> _INSTRUCTION_:
Reproduce exactly, with no other output, every line of the data below from the line containing "Target phrase = departure board screen" to the end, inclusive.

[Point labeling dataset excerpts]
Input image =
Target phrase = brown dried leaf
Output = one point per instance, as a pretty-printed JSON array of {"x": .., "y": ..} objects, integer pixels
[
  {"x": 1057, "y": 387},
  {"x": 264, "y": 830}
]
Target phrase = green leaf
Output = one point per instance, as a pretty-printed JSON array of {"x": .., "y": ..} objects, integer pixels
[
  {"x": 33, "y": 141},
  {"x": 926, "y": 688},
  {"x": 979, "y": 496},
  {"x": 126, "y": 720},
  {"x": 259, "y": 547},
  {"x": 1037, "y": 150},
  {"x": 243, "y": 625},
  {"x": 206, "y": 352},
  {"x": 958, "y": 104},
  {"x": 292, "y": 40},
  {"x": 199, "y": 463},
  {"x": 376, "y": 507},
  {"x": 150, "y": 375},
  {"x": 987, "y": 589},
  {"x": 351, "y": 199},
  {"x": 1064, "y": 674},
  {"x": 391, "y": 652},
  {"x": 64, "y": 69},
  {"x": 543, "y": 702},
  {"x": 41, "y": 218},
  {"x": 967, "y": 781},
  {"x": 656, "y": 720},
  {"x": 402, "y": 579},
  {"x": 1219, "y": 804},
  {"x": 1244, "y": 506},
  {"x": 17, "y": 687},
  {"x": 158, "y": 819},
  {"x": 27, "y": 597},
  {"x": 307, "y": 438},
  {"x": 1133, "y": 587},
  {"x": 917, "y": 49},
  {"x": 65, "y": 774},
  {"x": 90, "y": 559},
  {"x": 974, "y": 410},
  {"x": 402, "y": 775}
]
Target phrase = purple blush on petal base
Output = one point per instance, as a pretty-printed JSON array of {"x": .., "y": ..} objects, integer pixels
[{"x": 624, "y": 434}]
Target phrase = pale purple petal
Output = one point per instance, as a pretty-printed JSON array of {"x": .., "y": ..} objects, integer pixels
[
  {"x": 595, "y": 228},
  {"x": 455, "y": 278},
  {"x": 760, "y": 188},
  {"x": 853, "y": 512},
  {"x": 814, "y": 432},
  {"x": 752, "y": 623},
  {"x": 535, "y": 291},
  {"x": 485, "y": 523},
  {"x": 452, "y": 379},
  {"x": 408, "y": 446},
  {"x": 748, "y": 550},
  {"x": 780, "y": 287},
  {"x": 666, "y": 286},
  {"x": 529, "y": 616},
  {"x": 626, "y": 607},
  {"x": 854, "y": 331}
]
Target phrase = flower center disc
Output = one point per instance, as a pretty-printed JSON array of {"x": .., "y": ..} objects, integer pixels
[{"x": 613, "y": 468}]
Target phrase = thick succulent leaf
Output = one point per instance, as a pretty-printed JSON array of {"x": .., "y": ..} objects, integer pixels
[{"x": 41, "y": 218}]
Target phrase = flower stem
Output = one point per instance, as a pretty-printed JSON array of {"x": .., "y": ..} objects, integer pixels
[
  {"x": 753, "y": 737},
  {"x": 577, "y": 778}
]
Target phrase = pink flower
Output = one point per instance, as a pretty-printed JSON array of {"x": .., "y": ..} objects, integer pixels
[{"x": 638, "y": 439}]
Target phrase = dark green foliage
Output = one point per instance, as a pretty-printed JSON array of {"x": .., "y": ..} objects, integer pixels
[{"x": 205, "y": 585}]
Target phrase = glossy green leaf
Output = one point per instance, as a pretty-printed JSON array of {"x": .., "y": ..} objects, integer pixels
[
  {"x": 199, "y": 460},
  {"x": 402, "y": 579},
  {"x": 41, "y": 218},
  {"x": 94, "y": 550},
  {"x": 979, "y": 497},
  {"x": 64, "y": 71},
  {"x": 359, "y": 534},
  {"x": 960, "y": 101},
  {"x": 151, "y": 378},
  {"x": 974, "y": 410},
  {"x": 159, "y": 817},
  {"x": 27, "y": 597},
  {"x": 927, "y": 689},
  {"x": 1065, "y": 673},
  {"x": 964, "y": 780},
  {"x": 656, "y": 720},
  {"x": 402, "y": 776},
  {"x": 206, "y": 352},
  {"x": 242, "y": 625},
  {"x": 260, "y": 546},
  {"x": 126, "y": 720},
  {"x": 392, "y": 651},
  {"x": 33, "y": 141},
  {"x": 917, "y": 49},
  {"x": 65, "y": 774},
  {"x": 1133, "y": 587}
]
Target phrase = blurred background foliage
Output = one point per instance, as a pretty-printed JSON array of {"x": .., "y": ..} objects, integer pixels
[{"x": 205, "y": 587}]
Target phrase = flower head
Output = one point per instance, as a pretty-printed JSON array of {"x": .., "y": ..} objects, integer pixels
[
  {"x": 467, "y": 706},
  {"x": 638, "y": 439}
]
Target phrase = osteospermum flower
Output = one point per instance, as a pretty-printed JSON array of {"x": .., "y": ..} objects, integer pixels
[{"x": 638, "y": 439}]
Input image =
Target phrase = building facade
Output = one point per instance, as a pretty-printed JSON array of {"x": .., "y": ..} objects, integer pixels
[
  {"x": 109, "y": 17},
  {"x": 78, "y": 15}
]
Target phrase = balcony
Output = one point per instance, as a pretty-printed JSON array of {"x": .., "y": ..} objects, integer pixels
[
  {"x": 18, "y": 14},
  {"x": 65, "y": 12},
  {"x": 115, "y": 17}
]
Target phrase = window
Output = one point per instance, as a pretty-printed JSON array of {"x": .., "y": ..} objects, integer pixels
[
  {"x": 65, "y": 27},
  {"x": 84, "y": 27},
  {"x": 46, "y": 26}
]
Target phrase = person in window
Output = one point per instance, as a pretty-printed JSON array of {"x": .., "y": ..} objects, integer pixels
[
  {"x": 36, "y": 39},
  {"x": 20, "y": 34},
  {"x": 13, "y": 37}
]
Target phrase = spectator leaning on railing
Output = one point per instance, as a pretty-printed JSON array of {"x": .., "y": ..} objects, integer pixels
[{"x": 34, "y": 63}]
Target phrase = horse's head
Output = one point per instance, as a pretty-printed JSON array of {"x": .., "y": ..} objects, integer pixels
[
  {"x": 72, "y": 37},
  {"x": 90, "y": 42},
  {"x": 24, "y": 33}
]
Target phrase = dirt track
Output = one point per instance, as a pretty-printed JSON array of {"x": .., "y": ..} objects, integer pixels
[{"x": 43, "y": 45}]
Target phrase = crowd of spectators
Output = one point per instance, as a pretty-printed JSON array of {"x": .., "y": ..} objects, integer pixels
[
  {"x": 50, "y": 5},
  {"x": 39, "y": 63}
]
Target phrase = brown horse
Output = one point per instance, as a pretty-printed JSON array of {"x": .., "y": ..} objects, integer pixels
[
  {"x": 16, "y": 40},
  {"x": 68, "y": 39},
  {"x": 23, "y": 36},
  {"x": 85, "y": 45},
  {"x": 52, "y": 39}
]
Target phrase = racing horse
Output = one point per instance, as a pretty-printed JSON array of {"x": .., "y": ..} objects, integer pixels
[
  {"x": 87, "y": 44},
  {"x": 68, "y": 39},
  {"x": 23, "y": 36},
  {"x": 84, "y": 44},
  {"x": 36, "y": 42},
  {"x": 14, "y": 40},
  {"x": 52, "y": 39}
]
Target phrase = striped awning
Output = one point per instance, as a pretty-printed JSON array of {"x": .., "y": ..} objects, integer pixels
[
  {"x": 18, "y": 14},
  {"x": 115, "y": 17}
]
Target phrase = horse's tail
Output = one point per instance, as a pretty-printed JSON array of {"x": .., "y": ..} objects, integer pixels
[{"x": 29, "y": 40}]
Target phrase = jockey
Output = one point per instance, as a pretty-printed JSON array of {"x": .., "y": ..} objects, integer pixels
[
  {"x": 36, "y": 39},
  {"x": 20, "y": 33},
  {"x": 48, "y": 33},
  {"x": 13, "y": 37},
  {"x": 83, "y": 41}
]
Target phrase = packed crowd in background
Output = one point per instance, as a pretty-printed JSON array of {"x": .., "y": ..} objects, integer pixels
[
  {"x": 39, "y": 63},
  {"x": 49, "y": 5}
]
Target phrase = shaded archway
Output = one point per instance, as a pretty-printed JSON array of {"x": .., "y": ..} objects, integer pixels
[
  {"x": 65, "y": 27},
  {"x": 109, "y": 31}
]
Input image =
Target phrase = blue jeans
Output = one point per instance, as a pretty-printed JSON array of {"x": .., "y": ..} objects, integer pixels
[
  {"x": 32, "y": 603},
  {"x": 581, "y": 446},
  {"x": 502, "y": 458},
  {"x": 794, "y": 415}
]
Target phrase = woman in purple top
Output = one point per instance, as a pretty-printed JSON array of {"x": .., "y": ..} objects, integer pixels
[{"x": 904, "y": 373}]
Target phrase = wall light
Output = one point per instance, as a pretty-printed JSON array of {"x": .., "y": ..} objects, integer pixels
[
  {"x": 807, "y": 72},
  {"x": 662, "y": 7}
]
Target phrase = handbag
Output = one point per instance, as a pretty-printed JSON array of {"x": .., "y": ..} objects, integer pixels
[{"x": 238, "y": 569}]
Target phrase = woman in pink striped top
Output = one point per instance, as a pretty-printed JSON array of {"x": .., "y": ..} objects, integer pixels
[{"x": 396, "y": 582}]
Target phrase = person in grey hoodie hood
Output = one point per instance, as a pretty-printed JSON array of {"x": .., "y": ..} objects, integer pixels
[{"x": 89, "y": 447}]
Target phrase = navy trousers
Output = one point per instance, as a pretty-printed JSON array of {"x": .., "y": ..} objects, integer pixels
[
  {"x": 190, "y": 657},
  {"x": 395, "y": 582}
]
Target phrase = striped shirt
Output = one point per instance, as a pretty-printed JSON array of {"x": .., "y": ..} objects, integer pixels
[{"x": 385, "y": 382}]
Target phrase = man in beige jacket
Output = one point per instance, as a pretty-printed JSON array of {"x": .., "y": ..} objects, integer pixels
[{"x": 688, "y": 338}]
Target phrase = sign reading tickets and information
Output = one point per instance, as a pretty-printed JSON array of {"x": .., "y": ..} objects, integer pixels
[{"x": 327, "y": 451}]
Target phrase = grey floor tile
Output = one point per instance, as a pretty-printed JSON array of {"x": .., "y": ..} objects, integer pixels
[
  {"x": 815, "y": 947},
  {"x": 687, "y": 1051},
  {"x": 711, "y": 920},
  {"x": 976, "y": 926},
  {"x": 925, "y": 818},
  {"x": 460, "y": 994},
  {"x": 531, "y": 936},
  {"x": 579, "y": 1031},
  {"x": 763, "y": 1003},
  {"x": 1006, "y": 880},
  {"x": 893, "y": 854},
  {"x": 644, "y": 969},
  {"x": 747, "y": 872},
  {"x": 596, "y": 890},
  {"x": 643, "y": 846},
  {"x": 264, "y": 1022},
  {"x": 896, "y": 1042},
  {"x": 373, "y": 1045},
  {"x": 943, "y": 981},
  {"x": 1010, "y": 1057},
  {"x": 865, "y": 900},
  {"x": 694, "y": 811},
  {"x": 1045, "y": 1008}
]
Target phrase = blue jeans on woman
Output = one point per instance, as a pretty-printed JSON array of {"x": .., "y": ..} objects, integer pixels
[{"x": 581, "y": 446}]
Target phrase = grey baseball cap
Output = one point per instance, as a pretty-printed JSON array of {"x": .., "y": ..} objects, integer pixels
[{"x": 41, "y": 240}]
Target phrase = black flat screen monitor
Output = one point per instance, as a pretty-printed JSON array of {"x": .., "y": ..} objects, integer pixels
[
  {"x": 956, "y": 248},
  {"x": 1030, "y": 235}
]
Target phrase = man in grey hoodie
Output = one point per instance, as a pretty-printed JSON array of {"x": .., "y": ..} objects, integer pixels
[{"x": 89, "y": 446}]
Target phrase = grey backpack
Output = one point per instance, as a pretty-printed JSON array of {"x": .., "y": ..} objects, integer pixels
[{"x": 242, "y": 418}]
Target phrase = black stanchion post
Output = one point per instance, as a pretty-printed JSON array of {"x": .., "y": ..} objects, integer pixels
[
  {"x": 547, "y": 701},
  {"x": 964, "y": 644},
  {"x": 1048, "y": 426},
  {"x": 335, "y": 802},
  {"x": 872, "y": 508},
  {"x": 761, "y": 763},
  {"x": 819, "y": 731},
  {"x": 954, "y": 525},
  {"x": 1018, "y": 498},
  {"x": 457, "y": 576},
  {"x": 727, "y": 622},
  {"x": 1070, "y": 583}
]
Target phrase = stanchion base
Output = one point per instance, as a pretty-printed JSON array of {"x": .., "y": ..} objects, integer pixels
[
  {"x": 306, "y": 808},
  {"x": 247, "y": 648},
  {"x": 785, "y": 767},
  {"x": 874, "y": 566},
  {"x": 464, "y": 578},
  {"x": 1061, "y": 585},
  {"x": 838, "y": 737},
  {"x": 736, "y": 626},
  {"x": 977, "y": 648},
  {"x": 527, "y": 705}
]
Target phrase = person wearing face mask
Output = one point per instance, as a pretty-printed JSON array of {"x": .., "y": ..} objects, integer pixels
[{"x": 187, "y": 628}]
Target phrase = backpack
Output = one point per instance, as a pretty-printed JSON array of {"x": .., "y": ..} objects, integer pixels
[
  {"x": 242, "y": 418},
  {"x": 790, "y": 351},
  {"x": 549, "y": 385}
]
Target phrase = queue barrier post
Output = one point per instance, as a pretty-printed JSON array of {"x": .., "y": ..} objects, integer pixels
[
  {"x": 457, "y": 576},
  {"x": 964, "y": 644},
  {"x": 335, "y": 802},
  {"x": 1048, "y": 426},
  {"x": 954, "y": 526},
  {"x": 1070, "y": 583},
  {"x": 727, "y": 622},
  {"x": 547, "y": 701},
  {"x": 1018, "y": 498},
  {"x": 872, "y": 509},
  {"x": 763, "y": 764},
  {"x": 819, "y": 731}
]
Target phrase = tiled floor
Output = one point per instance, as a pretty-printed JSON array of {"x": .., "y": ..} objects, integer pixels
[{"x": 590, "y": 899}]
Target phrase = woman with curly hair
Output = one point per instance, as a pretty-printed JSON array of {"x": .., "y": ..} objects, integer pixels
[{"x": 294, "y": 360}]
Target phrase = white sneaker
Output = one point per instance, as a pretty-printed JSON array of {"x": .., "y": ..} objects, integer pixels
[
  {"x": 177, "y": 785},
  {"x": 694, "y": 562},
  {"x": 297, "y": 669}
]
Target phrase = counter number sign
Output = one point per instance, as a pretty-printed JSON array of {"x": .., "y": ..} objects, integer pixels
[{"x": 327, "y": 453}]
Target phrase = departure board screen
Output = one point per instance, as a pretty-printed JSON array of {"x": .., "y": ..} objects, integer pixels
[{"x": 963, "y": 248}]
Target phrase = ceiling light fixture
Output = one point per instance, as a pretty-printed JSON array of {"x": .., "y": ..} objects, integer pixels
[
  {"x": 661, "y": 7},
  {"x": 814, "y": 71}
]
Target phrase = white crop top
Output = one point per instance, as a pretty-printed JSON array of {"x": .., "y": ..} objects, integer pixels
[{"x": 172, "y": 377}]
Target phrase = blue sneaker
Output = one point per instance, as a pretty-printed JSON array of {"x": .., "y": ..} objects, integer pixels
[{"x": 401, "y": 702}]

> _RESPONSE_:
Target phrase = departure board screen
Output = one point per instance, as a pretty-printed JSON array of {"x": .., "y": ..} objects, integer pixels
[{"x": 963, "y": 248}]
Target phrase = ceiling light fixture
Output = one point per instance, as a pretty-printed JSON array of {"x": .., "y": ..} objects, integer pixels
[
  {"x": 661, "y": 7},
  {"x": 814, "y": 71}
]
Target phrase = white crop top
Output = one point per instance, as a pretty-printed JSON array of {"x": .., "y": ..} objects, integer pixels
[{"x": 172, "y": 377}]
Target phrase = blue sneaker
Output = one point per instance, as a pretty-printed JSON array of {"x": .., "y": ..} objects, integer pixels
[{"x": 401, "y": 702}]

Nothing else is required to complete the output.